------ Reading passage ------
SOCIAL RISK FACTORS:
- Poor support system–i.e., not having enough support (emotional and practical help from husband, mother, mother-in-law, other relatives, friends, neighbors, doula, nanny, midwife, housekeeper). Isolation, or the feeling of being alone, is not necessarily about not having any, or insufficient, company. It’s a perception that you are alone in your feelings and experiences.
- Major life stressors–e.g., death/serious illness of loved one, marital problems (divorce, separation), financial difficulties, unemployment, relocation, mourning loss of your old (pre-baby) self and lifestyle. Any kind of change—even a change in lifestyle due to baby’s presence or change in husband/wife relationship—can cause stress, particularly if you have difficulty coping with changes to begin with. And having a baby is one of the most significant life changes you’ll experience in a lifetime. RECOMMENDATION: Since adapting to new surroundings is only adding another element of stress and something else to feel insecure about, you should avoid moving during pregnancy or in the first year postpartum.
- Childcare stress, such as health issue for baby–e.g., preterm birth, difficult infant temperament, hyperviligance, high anxiety levels, feelings of helplessness from a baby that cries a lot or cries inconsolably (i.e., a colicky baby). These can cause a mother to question herself and eat away at her self-esteem as a parent.
- Being a first-time mother: Lack of prior experience in taking care of a baby and setting high expectations based on motherhood myths play a role in setting the stage for PPD. First-time mothers are particularly at risk for higher levels of anxiety from the uncertainty that comes with never having experienced pregnancy, labor and delivery before. It certainly makes sense, in direct correlation to the fact that all too many mothers are led to believe that the transition to motherhood is a snap—the anxiety levels of a new mother are often sky high when they realize that, lo and behold, they now have 24/7 responsibility for a completely helpless newborn without so much as any hands on training of any sort. I can personally identify with the following trend: with women being more career-oriented and having children later, and with families being smaller nowadays, women generally have little experience caring for other peoples’ babies and being around women who are having babies. Lack of experience with babies doesn’t help a mother feel warm and fuzzy about her mothering capabilities.
------ Dataset records ------
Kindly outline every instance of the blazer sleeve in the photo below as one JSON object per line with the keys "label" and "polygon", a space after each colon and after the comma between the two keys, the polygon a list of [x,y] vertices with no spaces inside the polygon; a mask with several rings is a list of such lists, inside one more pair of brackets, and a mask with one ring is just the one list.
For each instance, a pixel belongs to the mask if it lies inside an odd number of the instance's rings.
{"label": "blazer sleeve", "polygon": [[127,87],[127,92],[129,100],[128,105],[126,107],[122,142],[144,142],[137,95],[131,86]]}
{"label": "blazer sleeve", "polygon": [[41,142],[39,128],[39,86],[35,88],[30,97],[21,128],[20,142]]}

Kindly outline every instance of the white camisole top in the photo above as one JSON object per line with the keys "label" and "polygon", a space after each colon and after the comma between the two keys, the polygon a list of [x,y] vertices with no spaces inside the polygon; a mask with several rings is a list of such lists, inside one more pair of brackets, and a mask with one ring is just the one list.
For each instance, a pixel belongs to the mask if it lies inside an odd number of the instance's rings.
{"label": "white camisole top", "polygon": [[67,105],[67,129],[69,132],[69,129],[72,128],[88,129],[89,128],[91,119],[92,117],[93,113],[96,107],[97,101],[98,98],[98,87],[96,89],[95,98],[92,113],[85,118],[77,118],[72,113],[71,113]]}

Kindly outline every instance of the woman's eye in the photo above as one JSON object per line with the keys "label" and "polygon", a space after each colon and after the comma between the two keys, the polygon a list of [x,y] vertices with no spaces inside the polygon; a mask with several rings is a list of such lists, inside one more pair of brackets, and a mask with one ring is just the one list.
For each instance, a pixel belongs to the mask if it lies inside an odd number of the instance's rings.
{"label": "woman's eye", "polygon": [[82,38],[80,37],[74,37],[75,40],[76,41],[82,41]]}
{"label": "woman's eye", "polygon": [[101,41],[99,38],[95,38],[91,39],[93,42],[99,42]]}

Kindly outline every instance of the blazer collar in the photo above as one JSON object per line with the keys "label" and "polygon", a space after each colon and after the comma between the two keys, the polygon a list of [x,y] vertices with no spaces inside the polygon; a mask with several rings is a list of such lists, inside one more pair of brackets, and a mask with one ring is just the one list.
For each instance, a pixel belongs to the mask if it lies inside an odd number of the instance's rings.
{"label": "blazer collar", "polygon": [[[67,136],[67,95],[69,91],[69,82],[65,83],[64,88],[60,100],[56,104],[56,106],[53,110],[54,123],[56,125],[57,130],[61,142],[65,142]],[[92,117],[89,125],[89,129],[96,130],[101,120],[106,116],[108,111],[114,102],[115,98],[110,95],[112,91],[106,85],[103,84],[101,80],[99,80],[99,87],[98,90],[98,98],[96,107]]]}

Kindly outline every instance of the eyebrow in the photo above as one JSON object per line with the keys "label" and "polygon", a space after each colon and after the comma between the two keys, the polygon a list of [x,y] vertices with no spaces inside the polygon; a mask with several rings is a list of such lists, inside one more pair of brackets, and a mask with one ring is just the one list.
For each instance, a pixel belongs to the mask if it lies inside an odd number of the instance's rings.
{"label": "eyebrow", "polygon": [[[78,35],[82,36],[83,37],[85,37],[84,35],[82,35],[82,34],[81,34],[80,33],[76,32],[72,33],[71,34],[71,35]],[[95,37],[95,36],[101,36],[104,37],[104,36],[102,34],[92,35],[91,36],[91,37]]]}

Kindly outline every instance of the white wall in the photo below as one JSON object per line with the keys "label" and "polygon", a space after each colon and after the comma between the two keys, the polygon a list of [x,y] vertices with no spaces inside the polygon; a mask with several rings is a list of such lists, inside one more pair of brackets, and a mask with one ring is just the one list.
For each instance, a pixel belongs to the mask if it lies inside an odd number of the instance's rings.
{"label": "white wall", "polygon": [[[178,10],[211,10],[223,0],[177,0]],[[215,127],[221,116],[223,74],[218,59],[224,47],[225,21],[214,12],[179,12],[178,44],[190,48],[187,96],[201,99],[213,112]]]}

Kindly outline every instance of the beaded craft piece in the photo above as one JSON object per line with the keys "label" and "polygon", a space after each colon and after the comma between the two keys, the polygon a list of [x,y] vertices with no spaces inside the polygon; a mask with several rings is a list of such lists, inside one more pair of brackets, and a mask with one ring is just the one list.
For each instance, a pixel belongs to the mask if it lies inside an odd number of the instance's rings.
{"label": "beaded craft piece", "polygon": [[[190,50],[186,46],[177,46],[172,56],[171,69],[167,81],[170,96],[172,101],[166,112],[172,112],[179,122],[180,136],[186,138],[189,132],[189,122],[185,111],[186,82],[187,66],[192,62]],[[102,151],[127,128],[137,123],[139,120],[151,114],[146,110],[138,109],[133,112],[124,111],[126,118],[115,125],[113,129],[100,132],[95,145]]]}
------
### Directions
Reproduce the entire text on social risk factors word for word. None of the lines are needed for this work.

### Solution to the exercise
SOCIAL RISK FACTORS:
- Poor support system–i.e., not having enough support (emotional and practical help from husband, mother, mother-in-law, other relatives, friends, neighbors, doula, nanny, midwife, housekeeper). Isolation, or the feeling of being alone, is not necessarily about not having any, or insufficient, company. It’s a perception that you are alone in your feelings and experiences.
- Major life stressors–e.g., death/serious illness of loved one, marital problems (divorce, separation), financial difficulties, unemployment, relocation, mourning loss of your old (pre-baby) self and lifestyle. Any kind of change—even a change in lifestyle due to baby’s presence or change in husband/wife relationship—can cause stress, particularly if you have difficulty coping with changes to begin with. And having a baby is one of the most significant life changes you’ll experience in a lifetime. RECOMMENDATION: Since adapting to new surroundings is only adding another element of stress and something else to feel insecure about, you should avoid moving during pregnancy or in the first year postpartum.
- Childcare stress, such as health issue for baby–e.g., preterm birth, difficult infant temperament, hyperviligance, high anxiety levels, feelings of helplessness from a baby that cries a lot or cries inconsolably (i.e., a colicky baby). These can cause a mother to question herself and eat away at her self-esteem as a parent.
- Being a first-time mother: Lack of prior experience in taking care of a baby and setting high expectations based on motherhood myths play a role in setting the stage for PPD. First-time mothers are particularly at risk for higher levels of anxiety from the uncertainty that comes with never having experienced pregnancy, labor and delivery before. It certainly makes sense, in direct correlation to the fact that all too many mothers are led to believe that the transition to motherhood is a snap—the anxiety levels of a new mother are often sky high when they realize that, lo and behold, they now have 24/7 responsibility for a completely helpless newborn without so much as any hands on training of any sort. I can personally identify with the following trend: with women being more career-oriented and having children later, and with families being smaller nowadays, women generally have little experience caring for other peoples’ babies and being around women who are having babies. Lack of experience with babies doesn’t help a mother feel warm and fuzzy about her mothering capabilities.